THE EXERCISE →
Tally the lines in the rows below that contain the string "above", matching case exactly. Reply with the number alone.

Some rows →
━━━━━━━━━━

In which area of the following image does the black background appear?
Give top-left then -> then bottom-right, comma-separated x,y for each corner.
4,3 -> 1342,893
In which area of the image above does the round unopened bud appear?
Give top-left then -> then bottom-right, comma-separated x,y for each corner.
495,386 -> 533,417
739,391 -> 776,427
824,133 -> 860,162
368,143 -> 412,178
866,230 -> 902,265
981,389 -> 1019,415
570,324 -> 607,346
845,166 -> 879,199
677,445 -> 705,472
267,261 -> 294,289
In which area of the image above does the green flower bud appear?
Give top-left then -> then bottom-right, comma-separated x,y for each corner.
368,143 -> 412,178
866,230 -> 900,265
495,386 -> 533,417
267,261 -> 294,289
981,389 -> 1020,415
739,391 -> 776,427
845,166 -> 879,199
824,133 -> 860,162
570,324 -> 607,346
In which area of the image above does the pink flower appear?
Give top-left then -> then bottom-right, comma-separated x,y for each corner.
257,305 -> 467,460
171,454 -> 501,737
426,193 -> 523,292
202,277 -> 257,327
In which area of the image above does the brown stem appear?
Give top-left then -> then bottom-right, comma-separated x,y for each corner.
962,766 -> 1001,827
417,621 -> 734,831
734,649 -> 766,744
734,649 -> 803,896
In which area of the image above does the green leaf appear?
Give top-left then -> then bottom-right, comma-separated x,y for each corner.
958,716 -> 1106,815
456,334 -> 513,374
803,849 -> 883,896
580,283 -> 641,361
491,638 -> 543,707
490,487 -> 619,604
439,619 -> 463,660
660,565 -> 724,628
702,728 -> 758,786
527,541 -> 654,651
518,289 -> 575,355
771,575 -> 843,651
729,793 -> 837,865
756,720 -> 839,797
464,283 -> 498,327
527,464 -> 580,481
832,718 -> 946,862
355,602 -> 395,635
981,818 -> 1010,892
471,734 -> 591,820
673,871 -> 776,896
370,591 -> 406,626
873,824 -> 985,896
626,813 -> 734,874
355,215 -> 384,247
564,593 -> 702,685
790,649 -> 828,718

━━━━━━━━━━

TASK OUTPUT →
5